↓↓↓

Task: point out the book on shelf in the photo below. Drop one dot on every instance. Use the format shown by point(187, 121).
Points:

↑↑↑
↓↓↓

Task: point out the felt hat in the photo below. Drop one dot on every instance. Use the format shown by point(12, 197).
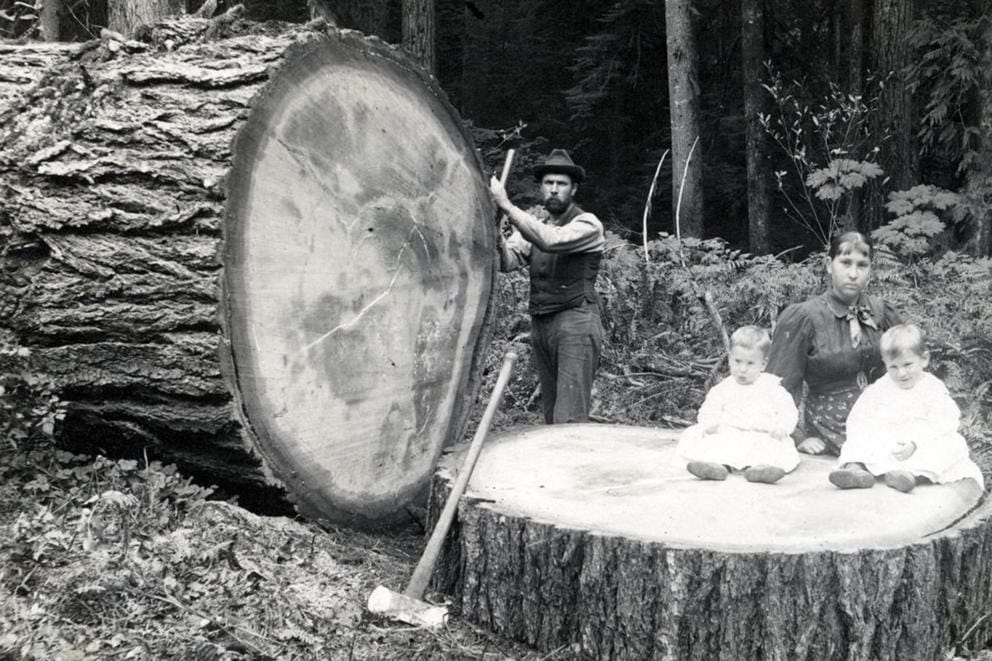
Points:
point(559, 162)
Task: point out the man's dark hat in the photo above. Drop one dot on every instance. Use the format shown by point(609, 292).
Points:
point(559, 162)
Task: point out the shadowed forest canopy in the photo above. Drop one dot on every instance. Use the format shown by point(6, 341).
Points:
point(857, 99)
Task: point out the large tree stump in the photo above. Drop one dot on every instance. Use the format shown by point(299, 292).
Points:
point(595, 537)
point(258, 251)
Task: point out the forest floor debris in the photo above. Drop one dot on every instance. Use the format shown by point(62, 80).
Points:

↑↑↑

## Given exercise
From the listing above, report every line that contains the word "below", copying each one in full.

## Task answer
Task: point out the book on shelf in the photo below. Drop one dot on every instance. Use the format shown by point(187, 121).
Task: point out the felt hat in the photo below. Drop one dot on every instance. Use the format shown by point(12, 197).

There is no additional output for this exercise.